**Description of the task:** Return the part of the Josh Deutsch article from "- Genres: Jazz" to "during his career.", copied word for word.

**Text block:**
####################

- Born: Seattle, Washington, U.S.
- Genres: Jazz
- Occupations: Musician, composer
- Instrument: Trumpet
- Years active: 2011 - present

= Josh Deutsch =

American trumpet player and composer

Josh Deutsch is an American jazz musician and composer. Primarily known as a trumpet player, he is a founding member of the Queens Jazz Overground, leads the band Pannonia and the Josh Deutsch Quintet, is a member of the Grammy-nominated Terraza Big Band, and performs regularly in a duo with guitarist Nico Soffiato. Deutsch is also an educator, who has taught privately and at various institutions including the Queens College CPSM and the University of Oregon, as well as mentoring at the Young Composers and Improvisors Workshop. He has toured extensively throughout North America, Europe and Asia during his career.

==Early life and education==

Deutsch was born and raised in Seattle. He began playing piano and composing music at the age of five, then added the trumpet in middle and high school. He received his bachelor's degree in Jazz Studies from the New England Conservatory of Music, where he studied with Danilo Pérez, Bob Brookmeyer, John McNeill, Allan Chase and composer Lee Hyla. Deutsch received his Masters of Music in Jazz Performance and Composition in 2009 from the University of Oregon.

####################

**Data listing:**
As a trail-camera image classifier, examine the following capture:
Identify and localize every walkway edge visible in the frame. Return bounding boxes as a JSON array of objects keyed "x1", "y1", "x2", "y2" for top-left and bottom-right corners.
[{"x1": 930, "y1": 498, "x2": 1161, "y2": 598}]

####################

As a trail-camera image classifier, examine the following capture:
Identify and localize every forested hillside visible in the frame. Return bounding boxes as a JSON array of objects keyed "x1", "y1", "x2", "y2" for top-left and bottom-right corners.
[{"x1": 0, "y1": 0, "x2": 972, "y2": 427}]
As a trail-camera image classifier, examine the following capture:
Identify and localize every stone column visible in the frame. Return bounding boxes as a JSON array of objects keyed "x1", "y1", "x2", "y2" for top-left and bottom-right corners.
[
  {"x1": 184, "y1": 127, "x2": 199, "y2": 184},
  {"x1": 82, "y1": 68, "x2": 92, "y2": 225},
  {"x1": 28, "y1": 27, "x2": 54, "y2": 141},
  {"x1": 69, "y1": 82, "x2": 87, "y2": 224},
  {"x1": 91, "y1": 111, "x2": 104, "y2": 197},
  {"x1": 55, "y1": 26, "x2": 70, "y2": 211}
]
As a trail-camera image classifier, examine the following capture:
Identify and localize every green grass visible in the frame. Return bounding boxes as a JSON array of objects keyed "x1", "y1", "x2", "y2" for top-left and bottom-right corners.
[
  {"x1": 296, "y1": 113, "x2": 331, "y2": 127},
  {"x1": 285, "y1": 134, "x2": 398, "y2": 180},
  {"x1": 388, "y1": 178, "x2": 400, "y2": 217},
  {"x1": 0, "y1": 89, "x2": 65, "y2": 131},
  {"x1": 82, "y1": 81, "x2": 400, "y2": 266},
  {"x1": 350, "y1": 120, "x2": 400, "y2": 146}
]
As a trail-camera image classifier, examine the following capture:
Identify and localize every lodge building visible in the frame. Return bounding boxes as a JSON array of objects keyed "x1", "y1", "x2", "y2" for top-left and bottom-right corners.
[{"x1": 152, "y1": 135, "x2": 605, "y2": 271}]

####################

**Result below:**
- Genres: Jazz
- Occupations: Musician, composer
- Instrument: Trumpet
- Years active: 2011 - present

= Josh Deutsch =

American trumpet player and composer

Josh Deutsch is an American jazz musician and composer. Primarily known as a trumpet player, he is a founding member of the Queens Jazz Overground, leads the band Pannonia and the Josh Deutsch Quintet, is a member of the Grammy-nominated Terraza Big Band, and performs regularly in a duo with guitarist Nico Soffiato. Deutsch is also an educator, who has taught privately and at various institutions including the Queens College CPSM and the University of Oregon, as well as mentoring at the Young Composers and Improvisors Workshop. He has toured extensively throughout North America, Europe and Asia during his career.